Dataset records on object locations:
>>>>

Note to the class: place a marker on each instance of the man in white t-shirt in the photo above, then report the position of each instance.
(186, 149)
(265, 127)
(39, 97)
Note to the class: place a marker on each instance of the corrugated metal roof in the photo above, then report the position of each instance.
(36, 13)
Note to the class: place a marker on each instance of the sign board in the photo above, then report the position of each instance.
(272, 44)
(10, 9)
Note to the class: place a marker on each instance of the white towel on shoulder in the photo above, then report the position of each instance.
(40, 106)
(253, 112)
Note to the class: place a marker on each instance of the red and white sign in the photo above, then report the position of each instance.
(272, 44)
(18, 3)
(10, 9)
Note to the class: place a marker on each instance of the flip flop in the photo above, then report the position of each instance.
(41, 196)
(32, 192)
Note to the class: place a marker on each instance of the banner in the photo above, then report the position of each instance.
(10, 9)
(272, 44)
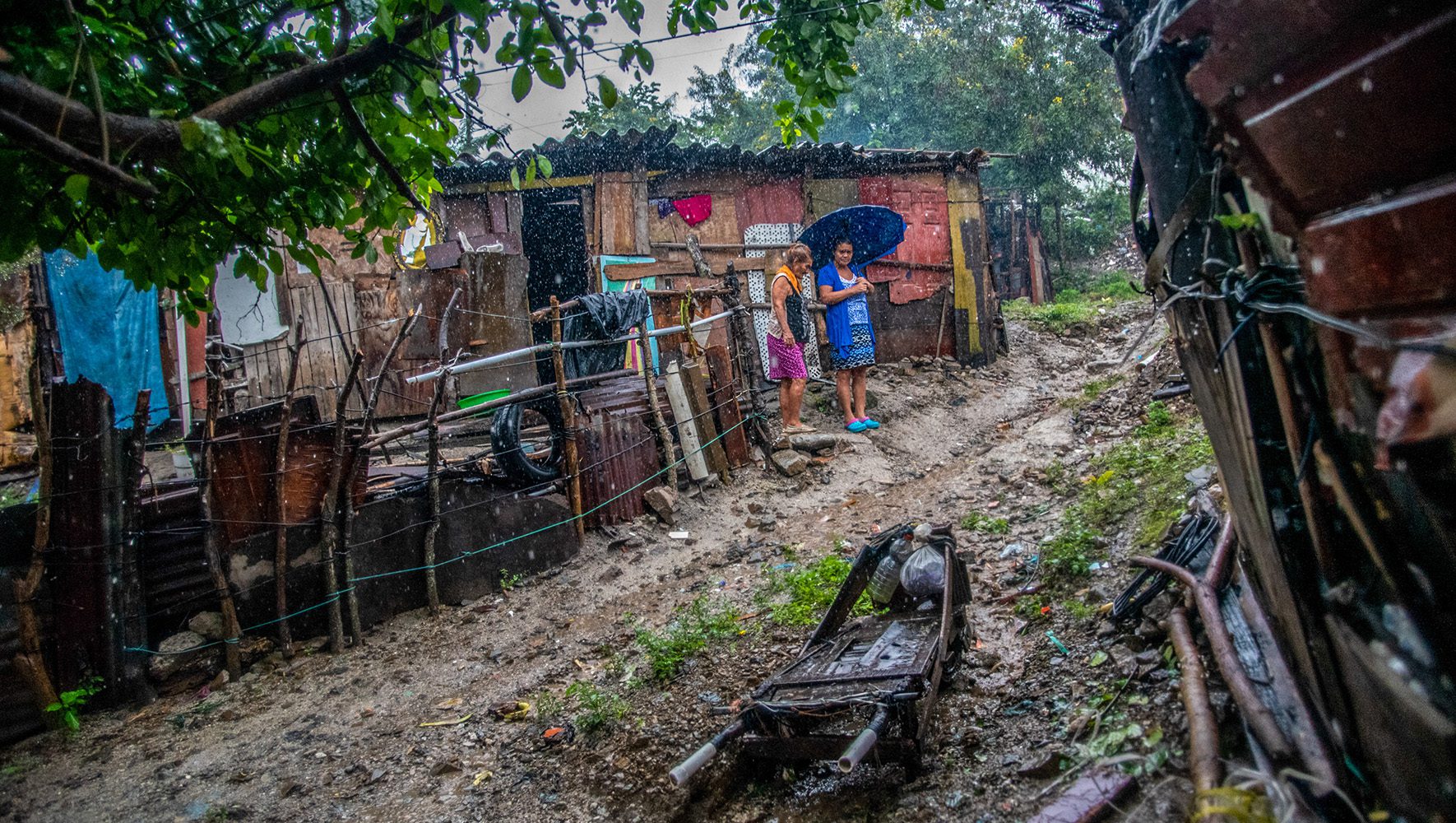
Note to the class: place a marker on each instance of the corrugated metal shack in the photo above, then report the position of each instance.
(609, 219)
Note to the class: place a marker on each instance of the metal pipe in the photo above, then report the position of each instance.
(507, 356)
(865, 742)
(688, 768)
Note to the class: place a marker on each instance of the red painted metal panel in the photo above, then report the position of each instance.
(1385, 258)
(928, 229)
(775, 202)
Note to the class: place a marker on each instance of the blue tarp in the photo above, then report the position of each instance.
(108, 332)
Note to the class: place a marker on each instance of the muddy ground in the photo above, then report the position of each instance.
(340, 737)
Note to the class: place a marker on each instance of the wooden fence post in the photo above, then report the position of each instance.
(329, 512)
(665, 437)
(568, 416)
(130, 602)
(280, 490)
(213, 537)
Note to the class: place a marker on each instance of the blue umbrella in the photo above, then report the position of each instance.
(873, 229)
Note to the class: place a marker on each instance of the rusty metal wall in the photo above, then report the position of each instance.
(618, 450)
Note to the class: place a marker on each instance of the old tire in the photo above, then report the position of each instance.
(510, 455)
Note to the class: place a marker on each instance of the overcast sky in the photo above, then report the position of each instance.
(542, 113)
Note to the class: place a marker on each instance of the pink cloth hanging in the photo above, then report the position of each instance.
(695, 208)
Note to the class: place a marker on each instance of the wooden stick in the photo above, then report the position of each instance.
(568, 416)
(433, 461)
(280, 500)
(1257, 714)
(1203, 732)
(514, 398)
(30, 662)
(329, 512)
(359, 458)
(744, 346)
(213, 537)
(665, 437)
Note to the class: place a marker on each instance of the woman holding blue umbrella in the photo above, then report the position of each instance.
(851, 337)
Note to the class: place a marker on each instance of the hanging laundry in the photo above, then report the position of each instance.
(695, 208)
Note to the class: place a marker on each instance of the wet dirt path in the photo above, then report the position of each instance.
(327, 737)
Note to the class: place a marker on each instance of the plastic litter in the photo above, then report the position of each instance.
(924, 574)
(887, 574)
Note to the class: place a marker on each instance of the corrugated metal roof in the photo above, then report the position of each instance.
(656, 151)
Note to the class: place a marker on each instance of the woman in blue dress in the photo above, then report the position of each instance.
(851, 337)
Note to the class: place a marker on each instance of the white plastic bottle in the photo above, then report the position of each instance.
(887, 574)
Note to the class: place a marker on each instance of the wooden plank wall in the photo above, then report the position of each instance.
(325, 359)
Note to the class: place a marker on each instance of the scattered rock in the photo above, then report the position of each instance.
(208, 625)
(790, 462)
(661, 501)
(177, 653)
(1047, 765)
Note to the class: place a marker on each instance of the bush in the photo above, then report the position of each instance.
(811, 590)
(689, 633)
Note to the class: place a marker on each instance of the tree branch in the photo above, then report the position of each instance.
(355, 124)
(321, 76)
(39, 107)
(77, 160)
(44, 108)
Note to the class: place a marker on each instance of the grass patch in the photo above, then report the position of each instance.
(1139, 481)
(1091, 392)
(810, 592)
(690, 630)
(985, 523)
(597, 709)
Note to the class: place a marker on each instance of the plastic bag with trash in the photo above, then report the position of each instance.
(924, 574)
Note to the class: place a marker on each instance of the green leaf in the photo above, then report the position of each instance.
(191, 134)
(385, 22)
(522, 82)
(76, 187)
(550, 75)
(607, 91)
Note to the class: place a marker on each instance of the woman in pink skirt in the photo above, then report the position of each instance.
(788, 332)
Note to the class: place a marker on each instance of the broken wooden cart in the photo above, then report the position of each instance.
(860, 686)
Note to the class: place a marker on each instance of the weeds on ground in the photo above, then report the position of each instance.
(1140, 480)
(690, 630)
(1056, 318)
(597, 709)
(1091, 392)
(69, 704)
(1030, 607)
(810, 592)
(985, 523)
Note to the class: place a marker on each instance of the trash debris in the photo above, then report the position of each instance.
(510, 709)
(1087, 798)
(559, 734)
(456, 721)
(884, 663)
(1057, 643)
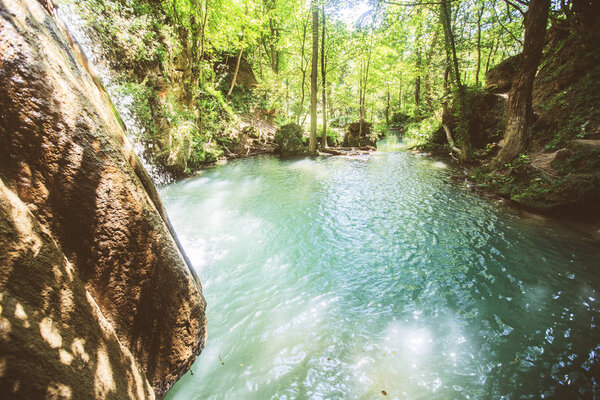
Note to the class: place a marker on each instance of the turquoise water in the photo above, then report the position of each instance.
(344, 278)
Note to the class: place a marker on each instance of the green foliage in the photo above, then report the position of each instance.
(399, 119)
(138, 96)
(422, 131)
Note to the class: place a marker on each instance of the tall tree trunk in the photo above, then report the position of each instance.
(323, 80)
(237, 68)
(491, 54)
(303, 68)
(479, 15)
(260, 62)
(400, 94)
(428, 91)
(519, 106)
(387, 107)
(312, 142)
(461, 103)
(418, 66)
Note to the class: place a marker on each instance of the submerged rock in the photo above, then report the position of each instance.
(97, 298)
(357, 138)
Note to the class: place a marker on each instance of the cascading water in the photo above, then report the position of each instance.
(99, 67)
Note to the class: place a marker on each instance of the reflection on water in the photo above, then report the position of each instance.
(340, 278)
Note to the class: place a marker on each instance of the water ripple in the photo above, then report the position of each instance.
(339, 278)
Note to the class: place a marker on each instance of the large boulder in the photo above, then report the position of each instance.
(289, 140)
(97, 299)
(499, 78)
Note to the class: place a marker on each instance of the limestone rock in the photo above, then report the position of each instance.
(97, 298)
(355, 138)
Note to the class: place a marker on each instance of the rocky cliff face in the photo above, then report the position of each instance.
(97, 299)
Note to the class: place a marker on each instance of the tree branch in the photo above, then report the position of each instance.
(420, 3)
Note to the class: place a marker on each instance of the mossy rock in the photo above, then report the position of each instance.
(289, 140)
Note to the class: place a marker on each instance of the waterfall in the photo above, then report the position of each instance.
(99, 68)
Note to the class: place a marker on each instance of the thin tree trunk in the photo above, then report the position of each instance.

<<<<

• GOAL:
Can you lay out every one of the records above as a numbered list, skipping blank lines and omitting the pictures?

• EXERCISE OUTPUT:
1. Note to the class: place a marker on each instance of the man in white t-shirt in the photo above, then report the position of each instance.
2. (186, 149)
3. (265, 127)
4. (39, 97)
5. Note to the class: place a marker on each instance of the corrugated metal roof in the photo above, then report the position of each instance.
6. (36, 13)
7. Note to the class: place a marker on each instance of the sign board in the photo above, then report the position of each instance.
8. (272, 44)
9. (10, 9)
10. Note to the class: place a marker on each instance of the white towel on shoulder in the photo above, then report the position of each instance.
11. (40, 106)
12. (253, 112)
13. Note to the class: place a marker on each instance of the red and white sign in the photo above, then report the position of each instance.
14. (272, 44)
15. (18, 3)
16. (10, 9)
17. Note to the class: place a marker on each instance of the flip flop in the photo above, then report the position of each instance.
18. (41, 196)
19. (32, 192)
20. Note to the class: place a marker on each instance of the banner in the photo above, then report the position of each instance.
21. (10, 9)
22. (272, 44)
23. Note to the class: place a marker on each instance of the corrugated metal shack in the photo above, then report the position of each instance.
24. (609, 219)
25. Note to the class: place a marker on each instance of the metal pipe in the photo above, then report the position of each instance.
26. (507, 356)
27. (865, 742)
28. (688, 768)
29. Note to the class: place a marker on each instance of the red painted metal panel in the photo above, then report the position of each instance.
30. (1385, 258)
31. (928, 229)
32. (775, 202)
33. Note to the class: place a marker on each instance of the blue tarp in the photo above, then report the position of each instance.
34. (108, 332)
35. Note to the class: place a marker on each instance of the muddy ground in the photo above, then report the position of each instance.
36. (340, 737)
37. Note to the class: place a marker on each instance of the wooden fence post in the photo above, then report the position of each instance.
38. (329, 512)
39. (665, 437)
40. (568, 416)
41. (130, 602)
42. (280, 490)
43. (213, 537)
44. Note to the class: place a marker on each instance of the blue umbrella in the photo above, then report the position of each instance.
45. (873, 229)
46. Note to the class: place a marker on each instance of the rusty metal wall in the photo above, then report the position of each instance.
47. (618, 450)
48. Note to the class: place a marker on each instance of the old tire in the photo above, then report the position of each instance.
49. (510, 455)
50. Note to the class: place a marker on each instance of the overcast sky in the photo above, then report the position of each instance.
51. (542, 113)
52. Note to the class: place a marker on each instance of the pink cloth hanging in the photo above, then report the position of each instance.
53. (695, 208)
54. Note to the class: place a marker on each instance of the wooden stick in the photo above, then report the position of each instance.
55. (568, 416)
56. (433, 461)
57. (280, 500)
58. (1257, 714)
59. (1203, 732)
60. (514, 398)
61. (30, 662)
62. (329, 512)
63. (359, 458)
64. (744, 346)
65. (213, 537)
66. (665, 437)
67. Note to the class: place a marker on each instance of the woman holding blue umbrella in the photo above, then report the position of each instance.
68. (851, 337)
69. Note to the class: place a marker on each instance of the hanging laundry in the photo above, then report the position of each instance.
70. (695, 208)
71. Note to the class: place a marker on each instance of the wet dirt path in the photo above, then report the position of each instance.
72. (327, 737)
73. Note to the class: place a marker on each instance of the plastic litter in the photo above, then report the position of each instance.
74. (924, 574)
75. (887, 574)
76. Note to the class: place a marker on each instance of the corrugated metal roof in the photo above, then report the position of each instance.
77. (656, 151)
78. Note to the class: place a marker on each instance of the woman in blue dress in the photo above, then report the position of each instance.
79. (851, 337)
80. Note to the class: place a marker on each instance of the white plastic bottle in the photo above, then report the position of each instance.
81. (887, 574)
82. Note to the class: place a marker on each instance of the wooden plank wall in the photo above, then report the position of each instance.
83. (325, 359)
84. Note to the class: place a marker on each instance of the scattered rock in the photo above, then report the position of each instance.
85. (208, 625)
86. (790, 462)
87. (661, 501)
88. (177, 653)
89. (1047, 765)
90. Note to the class: place a marker on each instance of the bush in the photo above, then report the position of each instance.
91. (811, 590)
92. (689, 633)
93. Note to the class: place a marker on each instance of the tree branch in the photo above, then report the position of each instance.
94. (355, 124)
95. (321, 76)
96. (39, 107)
97. (77, 160)
98. (44, 108)
99. Note to the class: place a marker on each instance of the grass patch in the photo above, then report the position of each instance.
100. (1139, 481)
101. (1091, 392)
102. (810, 592)
103. (690, 630)
104. (985, 523)
105. (597, 709)
106. Note to the class: place a marker on each instance of the plastic bag with trash in the photo above, then report the position of each instance.
107. (924, 574)
108. Note to the class: place a marker on each instance of the green leaf in the photo above, then report the position of each instance.
109. (191, 134)
110. (385, 22)
111. (522, 82)
112. (76, 187)
113. (550, 75)
114. (607, 91)
115. Note to the class: place a marker on each instance of the woman in pink skirt in the photo above, then report the position of each instance.
116. (788, 332)
117. Note to the class: place a marker on each instance of the broken wooden cart in the photo above, then report the position of each instance.
118. (860, 686)
119. Note to the class: place a marker on each instance of the weeds on ground in the photo above, then report the position of each instance.
120. (1140, 480)
121. (690, 630)
122. (1056, 318)
123. (597, 709)
124. (1091, 392)
125. (69, 704)
126. (1030, 607)
127. (810, 592)
128. (985, 523)
129. Note to the class: place a marker on each instance of the trash debris in the photo above, then report the position of each instance.
130. (510, 709)
131. (1087, 798)
132. (559, 734)
133. (456, 721)
134. (884, 663)
135. (1057, 643)
136. Note to the class: place a marker on each instance of the turquoise water in the photo above, then report the position of each instance.
137. (344, 278)
138. Note to the class: place a marker on each instance of the green foliage in the photo above, then report the position of each instance.
139. (399, 119)
140. (138, 96)
141. (422, 131)
142. Note to the class: place a marker on each instance of the tall tree trunk in the photo above, then report the position of each instance.
143. (323, 80)
144. (237, 68)
145. (491, 54)
146. (303, 68)
147. (479, 15)
148. (260, 62)
149. (400, 94)
150. (428, 91)
151. (519, 106)
152. (387, 107)
153. (312, 142)
154. (461, 103)
155. (418, 66)
156. Note to the class: place a marker on each instance of the submerged rock in the photo above, then report the position of each instance.
157. (97, 298)
158. (357, 138)
159. Note to the class: place a marker on each instance of the cascading water in the photo above, then report the position of each instance.
160. (99, 67)
161. Note to the class: place a marker on each instance of the reflection on water in the photo above, then report the position of each instance.
162. (340, 278)
163. Note to the class: place a marker on each instance of the water ripple in the photo above, then report the position of each instance.
164. (339, 278)
165. Note to the class: place a marker on each instance of the large boulder in the photo above, then report the position of each instance.
166. (289, 140)
167. (97, 299)
168. (499, 78)
169. Note to the class: place a marker on each instance of the limestone rock in the photo above, then report the position of each instance.
170. (97, 298)
171. (355, 138)
172. Note to the class: place a marker on each instance of the rocky cliff face in the photo above, then report the position of each instance.
173. (97, 299)
174. Note to the class: place a marker on each instance of the tree branch in the photo above, then report the position of each instance.
175. (420, 3)
176. Note to the class: place a marker on each instance of the mossy rock in the photo above, then report the position of each instance.
177. (289, 140)
178. Note to the class: place a marker on each instance of the waterfall in the photo above, then report the position of each instance.
179. (99, 68)
180. Note to the class: place a marker on each instance of the thin tree trunk in the photo above, then report the position of each instance.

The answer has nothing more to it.